# EXCERPTED TEXT:

As noted earlier, we affirm substantially for the reasons expressed by Judge Goodzeit in her comprehensive and well-reasoned opinion. We add only that not only are successive motions for reconsideration violative of our rules, but, as here, are procedurally improper, as well. See, e.g., Rule 4:49-2 requiring motions for reconsideration to be served within twenty days after service of a final order or judgment, a period that cannot be relaxed; Baumann v. Marinaro, 95 N.J. 380 (1984).
Beyond this, a motion for reconsideration is addressed to the sound discretion of the motion court. Capital Fin. Co. of Del. Valley, Inc., supra, 398 N.J. Super. at 310 (citing Johnson v. Cyklop Strapping Corp., 220 N.J. Super. 250, 257 (App. Div. 1987), certif. denied, 110 N.J. 196 (1988)). "Reconsideration should be utilized only for those cases [that] fall into that narrow corridor in which either 1) the [c]ourt has expressed its decision based upon a palpably incorrect or irrational basis, or 2) it is obvious that the [c]ourt either did not consider, or failed to appreciate the significance of probative, competent evidence." Cummings v. Bahr, 295 N.J. Super. 374, 384 (App. Div. 1996) (quoting D'Atria, supra, 242 N.J. Super. at 401); see also Fusco v. Newark Bd. of Educ, 349 N.J. Super. 455, 462 (App. Div. 2002). Trial courts should grant motions for reconsideration "only under very narrow circumstances." Ibid.

# WORK ITEM:
According to the passage on motions for reconsideration, within what period does Rule 4:49-2 require such motions to be served? You won't need the entries that follow.

# SUPPLIED RECORDS:

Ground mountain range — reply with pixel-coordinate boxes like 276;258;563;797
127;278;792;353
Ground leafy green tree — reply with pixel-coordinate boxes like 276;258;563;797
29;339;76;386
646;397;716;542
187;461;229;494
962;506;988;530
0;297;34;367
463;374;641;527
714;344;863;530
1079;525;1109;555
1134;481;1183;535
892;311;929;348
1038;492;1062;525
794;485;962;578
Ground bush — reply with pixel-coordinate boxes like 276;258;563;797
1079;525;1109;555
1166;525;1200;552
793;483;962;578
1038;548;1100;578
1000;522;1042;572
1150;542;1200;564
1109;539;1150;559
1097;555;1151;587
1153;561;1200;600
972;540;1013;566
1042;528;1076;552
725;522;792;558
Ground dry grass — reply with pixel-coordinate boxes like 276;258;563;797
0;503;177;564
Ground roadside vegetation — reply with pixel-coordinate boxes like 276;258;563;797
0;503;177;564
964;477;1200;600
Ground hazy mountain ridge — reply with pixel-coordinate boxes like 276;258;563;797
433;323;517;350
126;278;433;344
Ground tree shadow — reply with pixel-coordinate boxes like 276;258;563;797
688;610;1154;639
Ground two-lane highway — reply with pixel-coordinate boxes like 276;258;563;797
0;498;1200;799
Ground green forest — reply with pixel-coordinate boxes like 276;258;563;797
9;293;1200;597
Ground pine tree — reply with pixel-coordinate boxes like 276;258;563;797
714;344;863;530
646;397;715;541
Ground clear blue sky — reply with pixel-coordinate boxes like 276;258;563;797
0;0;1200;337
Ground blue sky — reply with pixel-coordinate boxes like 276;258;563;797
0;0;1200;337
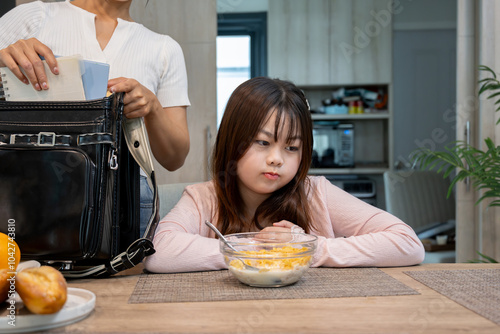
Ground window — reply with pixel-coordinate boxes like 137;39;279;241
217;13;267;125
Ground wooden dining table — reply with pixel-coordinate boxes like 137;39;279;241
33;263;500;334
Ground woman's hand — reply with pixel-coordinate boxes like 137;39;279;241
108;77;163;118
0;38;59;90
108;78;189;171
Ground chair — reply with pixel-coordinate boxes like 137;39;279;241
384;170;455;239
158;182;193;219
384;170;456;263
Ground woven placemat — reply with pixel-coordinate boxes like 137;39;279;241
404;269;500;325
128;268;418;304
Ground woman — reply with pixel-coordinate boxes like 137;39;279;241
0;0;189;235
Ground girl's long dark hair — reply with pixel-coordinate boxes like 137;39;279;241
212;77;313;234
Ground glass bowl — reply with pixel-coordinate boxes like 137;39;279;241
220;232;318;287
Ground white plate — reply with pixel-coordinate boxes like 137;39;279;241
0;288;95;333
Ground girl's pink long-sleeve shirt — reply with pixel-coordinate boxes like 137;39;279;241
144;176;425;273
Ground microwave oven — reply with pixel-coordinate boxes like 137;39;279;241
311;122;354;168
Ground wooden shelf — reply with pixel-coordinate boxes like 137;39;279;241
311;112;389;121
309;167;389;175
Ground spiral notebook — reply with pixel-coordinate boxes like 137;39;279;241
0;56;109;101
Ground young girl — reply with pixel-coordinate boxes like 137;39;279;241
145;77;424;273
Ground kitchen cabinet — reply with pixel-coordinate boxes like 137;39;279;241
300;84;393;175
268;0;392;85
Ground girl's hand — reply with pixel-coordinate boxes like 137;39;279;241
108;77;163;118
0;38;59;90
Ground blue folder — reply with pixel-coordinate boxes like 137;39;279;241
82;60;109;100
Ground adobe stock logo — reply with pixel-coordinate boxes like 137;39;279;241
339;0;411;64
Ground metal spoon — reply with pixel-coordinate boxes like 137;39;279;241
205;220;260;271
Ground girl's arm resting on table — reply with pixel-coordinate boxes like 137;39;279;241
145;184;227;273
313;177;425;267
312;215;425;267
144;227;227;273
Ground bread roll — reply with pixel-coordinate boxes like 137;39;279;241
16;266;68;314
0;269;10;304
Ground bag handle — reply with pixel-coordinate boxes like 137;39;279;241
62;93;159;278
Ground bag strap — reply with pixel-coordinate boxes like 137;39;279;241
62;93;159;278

...

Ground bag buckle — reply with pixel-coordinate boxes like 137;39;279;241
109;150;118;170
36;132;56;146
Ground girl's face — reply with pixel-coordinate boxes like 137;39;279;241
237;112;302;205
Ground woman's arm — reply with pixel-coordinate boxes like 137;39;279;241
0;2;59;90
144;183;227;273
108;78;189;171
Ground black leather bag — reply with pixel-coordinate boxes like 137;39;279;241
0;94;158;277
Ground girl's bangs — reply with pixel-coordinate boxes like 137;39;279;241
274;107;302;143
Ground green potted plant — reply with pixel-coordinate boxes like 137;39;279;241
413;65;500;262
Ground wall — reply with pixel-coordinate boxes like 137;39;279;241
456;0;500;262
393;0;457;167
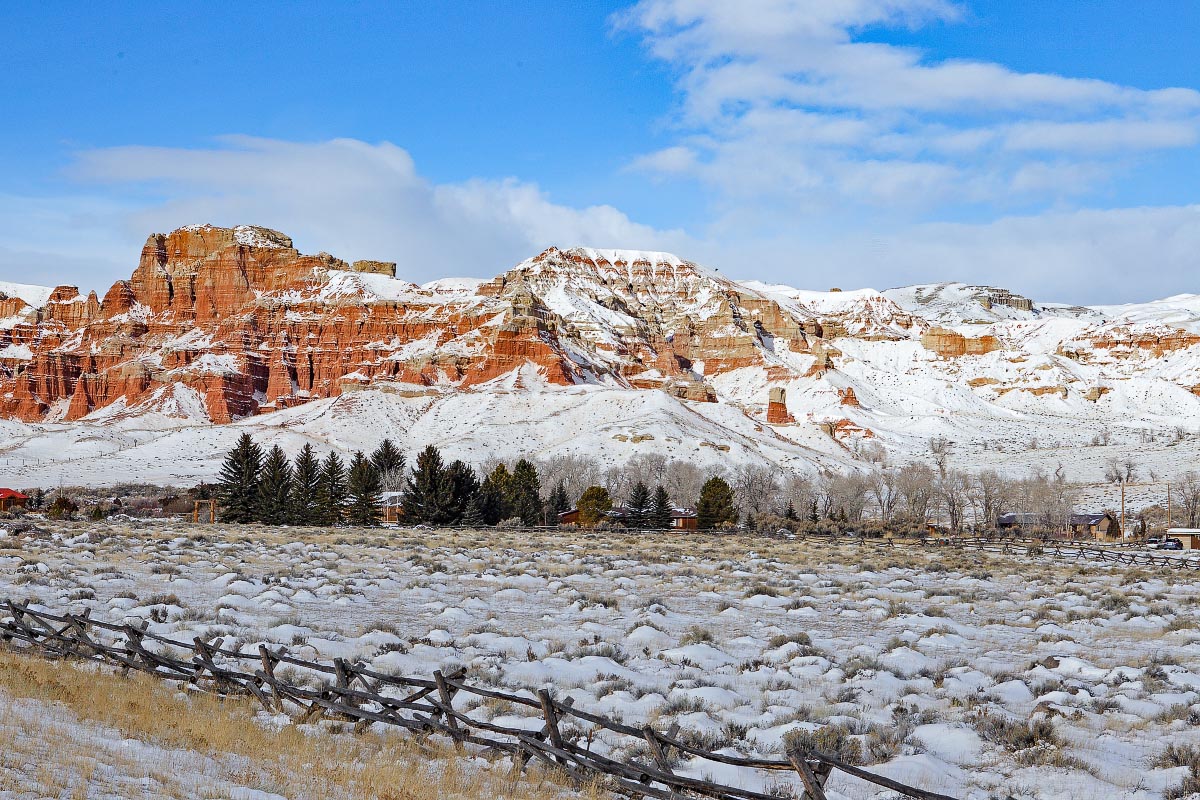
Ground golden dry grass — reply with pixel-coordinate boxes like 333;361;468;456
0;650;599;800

# ANSWER TO THE PROBLEM:
Within twenty days after service of a final order or judgment.